*Document section:*
####################

That said, most of those recipes could be adapted for pumpkin as well. You've just got to think outside the square.

Our menu is also influenced by what seasonal bargains might be available. A whole pumpkin for $3 or a huge cabbage for $2 can change our whole eating plan for the week. I can use the pumpkin as a substitute in any of those potato dishes, and cabbage leaves make a great replacement for pasta sheets in lasagna, or for tortillas or burritos in mexican meals. You can shred it for salad, stir fry it, turn it into a warm coleslaw by tossing it in a hot pan with pine nuts for a few minutes or roll it around mince and slow cook it.

Get the idea?

I'll be writing more on this as we go along but for now, challenge yourself to think outside the square when you shop this week. I bet you can surprise yourself.

~Mama Guardian~

Thursday, May 17, 2012

The Time Plan Guide is now complete...

Thankyou to those who have contacted me to remind me to insert the links in my 'creating a time plan' post.

You will now find all recipes will link to the other appropriate posts here on the blog, and you'll have all the information you need to be a SuperMum.

Ok...maybe not.

But you'll certainly be organised beyond measure...I promise!

Enjoy creating your own time plan, and please let me know how you go!

Love...Mama Guardian ;0)

The Week Long Salad....

This is such as easy thing to do you'll wonder why you haven't always done it.

No more limp slimy lettuce in the crisper and mealtimes made simple. Save time, save money, tasty meals...what's not to like?

Week long Salad No. 1

Half to one red cabbage, shredded (the mandolin slicer is brilliant for this)
1 capsicum, finely diced
3 peeled and grated carrots

Store in an airtight container. Remove enough each night for that meal only, and add additional ingredients. DO NOT add the extra ingredients to the salad base itself in the storage container.

Day 1: Add halved cherry tomatoes and dress with balsamic vinegar.

Day 2: Add one tin rinsed beans such as cannellini or four bean mix. Fry 2 rashers of diced bacon, and chop some herbs. Toss well with a dressing of one third each balsamic, olive oil and wholegrain mustard.

Day 4: Add grated cheese and finely sliced shallots. No dressing.

####################

*Extracted information:*
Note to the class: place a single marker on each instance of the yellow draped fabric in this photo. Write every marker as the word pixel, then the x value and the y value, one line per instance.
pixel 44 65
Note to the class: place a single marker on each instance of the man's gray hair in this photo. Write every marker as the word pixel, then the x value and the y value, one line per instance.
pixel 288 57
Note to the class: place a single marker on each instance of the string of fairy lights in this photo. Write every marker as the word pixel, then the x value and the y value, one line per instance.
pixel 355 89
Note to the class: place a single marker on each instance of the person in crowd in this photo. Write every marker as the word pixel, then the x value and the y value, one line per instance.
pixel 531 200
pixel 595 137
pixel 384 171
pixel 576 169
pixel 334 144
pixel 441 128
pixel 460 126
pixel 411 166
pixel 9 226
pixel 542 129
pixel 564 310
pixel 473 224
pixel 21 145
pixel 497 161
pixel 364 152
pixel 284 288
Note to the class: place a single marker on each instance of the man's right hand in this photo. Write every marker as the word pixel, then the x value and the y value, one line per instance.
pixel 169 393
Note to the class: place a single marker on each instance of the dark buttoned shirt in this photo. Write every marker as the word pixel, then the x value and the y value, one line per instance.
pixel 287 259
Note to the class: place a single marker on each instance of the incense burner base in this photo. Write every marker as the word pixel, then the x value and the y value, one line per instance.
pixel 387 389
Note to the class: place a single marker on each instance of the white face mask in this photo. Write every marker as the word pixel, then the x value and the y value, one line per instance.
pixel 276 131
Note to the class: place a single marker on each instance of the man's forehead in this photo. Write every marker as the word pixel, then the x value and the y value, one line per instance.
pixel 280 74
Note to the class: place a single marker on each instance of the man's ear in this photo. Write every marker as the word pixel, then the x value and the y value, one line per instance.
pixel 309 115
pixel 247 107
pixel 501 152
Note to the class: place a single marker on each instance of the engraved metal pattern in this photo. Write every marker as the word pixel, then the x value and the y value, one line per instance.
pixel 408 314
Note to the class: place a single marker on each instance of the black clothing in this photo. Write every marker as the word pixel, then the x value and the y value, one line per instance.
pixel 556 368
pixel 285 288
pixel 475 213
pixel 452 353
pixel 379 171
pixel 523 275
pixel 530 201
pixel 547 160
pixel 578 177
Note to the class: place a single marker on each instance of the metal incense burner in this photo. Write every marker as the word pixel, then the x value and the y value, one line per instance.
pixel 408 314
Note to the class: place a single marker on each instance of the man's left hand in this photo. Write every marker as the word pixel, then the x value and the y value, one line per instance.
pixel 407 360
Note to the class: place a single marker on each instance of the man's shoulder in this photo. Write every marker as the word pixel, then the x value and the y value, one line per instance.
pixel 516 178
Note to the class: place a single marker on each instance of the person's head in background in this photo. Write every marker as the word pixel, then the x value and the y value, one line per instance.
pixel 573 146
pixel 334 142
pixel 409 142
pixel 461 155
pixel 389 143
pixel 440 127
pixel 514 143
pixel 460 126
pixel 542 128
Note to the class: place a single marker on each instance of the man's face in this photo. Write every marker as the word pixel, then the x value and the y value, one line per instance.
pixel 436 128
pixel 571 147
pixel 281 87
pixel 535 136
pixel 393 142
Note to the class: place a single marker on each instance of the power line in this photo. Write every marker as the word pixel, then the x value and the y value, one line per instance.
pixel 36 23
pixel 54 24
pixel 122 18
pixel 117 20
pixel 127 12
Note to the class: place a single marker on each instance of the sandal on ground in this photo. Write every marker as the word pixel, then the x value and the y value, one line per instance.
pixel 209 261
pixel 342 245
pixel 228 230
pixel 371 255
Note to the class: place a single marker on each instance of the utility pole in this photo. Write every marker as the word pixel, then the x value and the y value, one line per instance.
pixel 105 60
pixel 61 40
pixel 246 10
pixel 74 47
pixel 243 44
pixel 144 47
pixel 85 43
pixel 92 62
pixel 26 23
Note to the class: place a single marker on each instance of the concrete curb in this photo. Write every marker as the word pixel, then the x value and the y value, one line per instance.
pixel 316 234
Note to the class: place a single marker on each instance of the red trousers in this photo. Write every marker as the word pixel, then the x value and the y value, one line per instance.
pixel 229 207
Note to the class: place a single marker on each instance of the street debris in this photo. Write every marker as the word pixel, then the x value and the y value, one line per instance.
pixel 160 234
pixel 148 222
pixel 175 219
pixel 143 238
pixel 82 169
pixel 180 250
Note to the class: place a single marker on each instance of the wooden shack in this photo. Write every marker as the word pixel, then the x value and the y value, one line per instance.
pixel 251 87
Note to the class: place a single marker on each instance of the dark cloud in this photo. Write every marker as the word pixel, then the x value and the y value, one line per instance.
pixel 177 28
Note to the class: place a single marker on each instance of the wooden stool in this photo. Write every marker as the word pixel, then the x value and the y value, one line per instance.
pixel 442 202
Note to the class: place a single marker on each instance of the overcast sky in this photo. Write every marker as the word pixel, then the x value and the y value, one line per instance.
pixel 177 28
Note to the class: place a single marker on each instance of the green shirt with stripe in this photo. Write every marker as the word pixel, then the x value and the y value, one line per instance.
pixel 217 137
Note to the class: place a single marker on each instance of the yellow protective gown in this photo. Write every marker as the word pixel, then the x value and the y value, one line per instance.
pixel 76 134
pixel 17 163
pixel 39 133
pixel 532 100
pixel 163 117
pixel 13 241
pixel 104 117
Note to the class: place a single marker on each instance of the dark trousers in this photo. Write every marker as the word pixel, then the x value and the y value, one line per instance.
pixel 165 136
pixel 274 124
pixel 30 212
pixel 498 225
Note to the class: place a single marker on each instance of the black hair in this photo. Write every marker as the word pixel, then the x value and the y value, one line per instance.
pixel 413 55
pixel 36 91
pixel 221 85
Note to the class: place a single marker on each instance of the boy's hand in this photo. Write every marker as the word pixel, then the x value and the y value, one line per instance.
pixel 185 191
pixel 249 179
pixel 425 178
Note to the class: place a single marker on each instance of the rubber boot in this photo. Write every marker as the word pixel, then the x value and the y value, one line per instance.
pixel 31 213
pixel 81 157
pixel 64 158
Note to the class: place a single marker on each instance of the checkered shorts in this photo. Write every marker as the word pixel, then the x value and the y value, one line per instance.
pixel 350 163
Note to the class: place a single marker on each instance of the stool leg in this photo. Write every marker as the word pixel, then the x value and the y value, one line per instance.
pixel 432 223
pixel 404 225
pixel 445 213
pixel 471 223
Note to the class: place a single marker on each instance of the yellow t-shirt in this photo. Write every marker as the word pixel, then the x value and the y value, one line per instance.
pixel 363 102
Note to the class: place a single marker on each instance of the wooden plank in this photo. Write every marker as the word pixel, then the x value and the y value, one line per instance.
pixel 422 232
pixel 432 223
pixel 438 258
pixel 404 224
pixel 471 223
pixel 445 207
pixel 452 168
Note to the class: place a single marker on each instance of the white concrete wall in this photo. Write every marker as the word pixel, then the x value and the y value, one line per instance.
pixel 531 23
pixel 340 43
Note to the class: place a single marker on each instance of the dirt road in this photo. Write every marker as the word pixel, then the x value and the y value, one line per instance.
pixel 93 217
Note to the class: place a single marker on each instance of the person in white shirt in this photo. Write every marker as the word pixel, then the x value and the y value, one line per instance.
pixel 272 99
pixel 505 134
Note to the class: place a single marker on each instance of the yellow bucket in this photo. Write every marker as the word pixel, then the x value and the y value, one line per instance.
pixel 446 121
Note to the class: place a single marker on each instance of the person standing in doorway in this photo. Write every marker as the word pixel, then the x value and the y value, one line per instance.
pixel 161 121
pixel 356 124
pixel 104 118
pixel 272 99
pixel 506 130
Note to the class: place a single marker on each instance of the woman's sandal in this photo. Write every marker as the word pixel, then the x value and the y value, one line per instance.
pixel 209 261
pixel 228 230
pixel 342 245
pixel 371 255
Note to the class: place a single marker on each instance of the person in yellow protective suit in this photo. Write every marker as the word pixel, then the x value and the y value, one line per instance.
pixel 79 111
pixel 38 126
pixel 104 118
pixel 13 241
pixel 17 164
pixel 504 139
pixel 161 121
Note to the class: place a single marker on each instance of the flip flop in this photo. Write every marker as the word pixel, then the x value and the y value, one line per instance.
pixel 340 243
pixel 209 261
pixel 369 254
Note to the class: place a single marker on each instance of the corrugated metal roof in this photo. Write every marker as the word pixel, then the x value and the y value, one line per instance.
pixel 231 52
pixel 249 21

####################

*Task list:*
1) Copy the blog post word for word from "Store in an" up to and including "with balsamic vinegar.".
2) In the blog post, what can replace pasta sheets in lasagna?

*Completed exercise:*
1)
Store in an airtight container. Remove enough each night for that meal only, and add additional ingredients. DO NOT add the extra ingredients to the salad base itself in the storage container.

Day 1: Add halved cherry tomatoes and dress with balsamic vinegar.

2) Cabbage leaves.